* INSTRUCTIONS TO FOLLOW
Search the material for the string "planner", then show every line where it turns up.
START RECORDS FOR THIS TASK
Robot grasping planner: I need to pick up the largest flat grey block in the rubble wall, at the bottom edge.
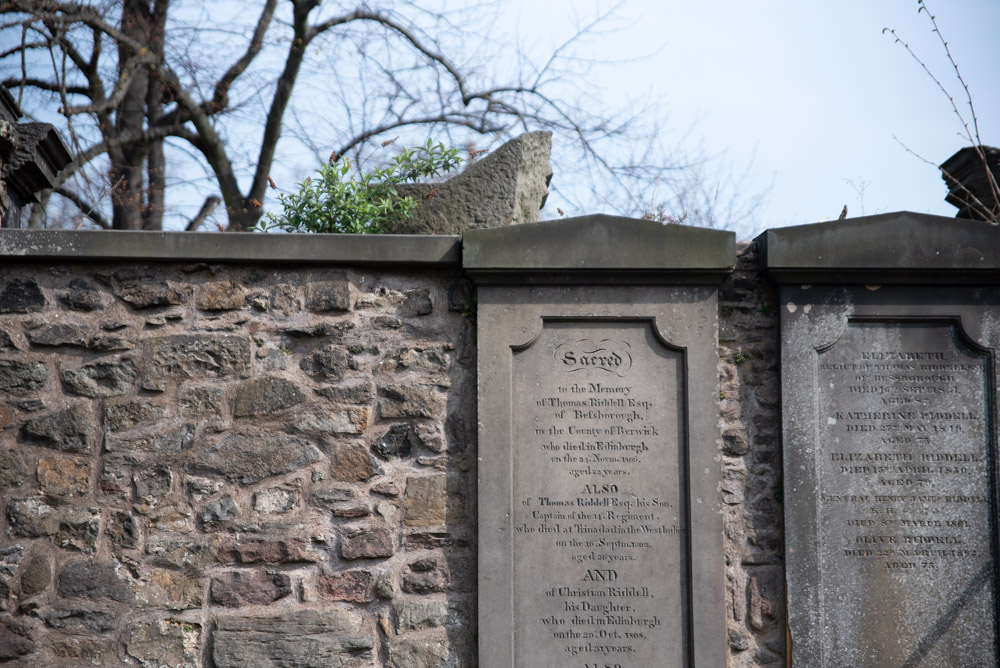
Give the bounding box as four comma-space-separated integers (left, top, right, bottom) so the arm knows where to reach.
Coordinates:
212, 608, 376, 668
END RECORDS FOR THIS TASK
START RECORDS FOR THIS TASK
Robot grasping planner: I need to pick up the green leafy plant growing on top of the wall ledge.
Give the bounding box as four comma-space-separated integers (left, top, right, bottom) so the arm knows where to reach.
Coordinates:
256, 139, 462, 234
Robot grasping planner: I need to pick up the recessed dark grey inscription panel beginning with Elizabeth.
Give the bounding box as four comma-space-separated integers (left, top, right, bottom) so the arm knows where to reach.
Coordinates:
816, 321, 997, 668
END RECORDS FOR THIS TASK
* OUTPUT OF THE TASK
Robot grasping planner: I need to pick up the largest flat grey block in the rubble wall, at the bottom edge.
Robot grasping planner: I need to pick up the green leafy plant growing on top of the wall ledge.
Robot grasping planner: I need to pick up the recessed dark grey inscription panel beginning with Elizabeth.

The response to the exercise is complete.